» What you have to do
Transcribe only the part of the listing below that begins at the line containing "e.g. [(87, 152)]" and runs to its final line, keeping both ends.

» Material provided
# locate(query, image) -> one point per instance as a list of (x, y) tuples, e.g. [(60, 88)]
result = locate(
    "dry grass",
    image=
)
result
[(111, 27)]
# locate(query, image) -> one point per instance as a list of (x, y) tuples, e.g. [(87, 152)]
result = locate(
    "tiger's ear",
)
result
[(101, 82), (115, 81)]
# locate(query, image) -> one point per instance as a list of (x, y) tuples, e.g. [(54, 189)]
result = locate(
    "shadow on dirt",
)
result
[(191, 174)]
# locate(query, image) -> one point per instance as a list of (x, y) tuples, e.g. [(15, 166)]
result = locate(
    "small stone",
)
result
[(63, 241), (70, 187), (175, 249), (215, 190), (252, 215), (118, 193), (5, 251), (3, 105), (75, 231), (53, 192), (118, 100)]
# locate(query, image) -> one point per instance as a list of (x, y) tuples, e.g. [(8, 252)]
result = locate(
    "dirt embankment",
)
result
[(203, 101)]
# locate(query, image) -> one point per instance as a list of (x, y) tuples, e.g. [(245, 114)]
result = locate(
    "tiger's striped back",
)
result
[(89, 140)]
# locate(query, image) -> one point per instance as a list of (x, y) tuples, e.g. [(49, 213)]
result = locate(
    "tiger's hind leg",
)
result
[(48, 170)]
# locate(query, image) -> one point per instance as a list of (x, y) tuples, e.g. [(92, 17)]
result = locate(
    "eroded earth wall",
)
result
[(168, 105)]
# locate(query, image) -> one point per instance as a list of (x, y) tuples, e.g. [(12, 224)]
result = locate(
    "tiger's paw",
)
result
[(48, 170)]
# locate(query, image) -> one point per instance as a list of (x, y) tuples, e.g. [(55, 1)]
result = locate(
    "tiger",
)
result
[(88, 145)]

» Result below
# locate(query, image) -> one point per instance as a list of (x, y) tuples, e.g. [(87, 152)]
result = locate(
    "tiger's ear",
)
result
[(101, 82), (115, 81)]
# locate(query, image) -> one point per instance as a list of (x, y) tuples, e.g. [(54, 189)]
result = locate(
    "shadow on dirt",
)
result
[(191, 174)]
# locate(query, image) -> one point per instance as a list of (x, y) tuples, e.g. [(15, 166)]
result = locate(
    "small stone",
)
result
[(63, 241), (70, 187), (175, 249), (215, 190), (252, 215), (118, 193), (5, 251), (3, 105), (75, 231), (53, 192), (118, 100)]
# locate(query, image) -> one point per instance as a list of (x, y) tuples, e.g. [(8, 252)]
result = locate(
    "dirt embankment",
)
result
[(203, 101)]
# locate(query, image) -> one point per instance as a list of (x, y) tuples, e.g. [(245, 114)]
result = locate(
    "tiger's striped back",
)
result
[(89, 140)]
# locate(query, image) -> one point per instance as a list of (x, y) tuples, e.g. [(49, 213)]
result = locate(
    "tiger's hind leg",
)
result
[(48, 170)]
# locate(query, image) -> one point per instance as a list of (x, y) tuples, e.g. [(92, 17)]
result = locate(
    "eroded earth wall",
)
result
[(168, 105)]
# locate(query, image) -> one point per instance as a list of (x, y) tuples, e.g. [(12, 224)]
result = locate(
    "tiger's paw",
)
result
[(48, 170)]
# locate(query, image) -> one point per instance as a list of (x, y) tuples, e.g. [(55, 1)]
result = locate(
    "tiger",
)
result
[(88, 145)]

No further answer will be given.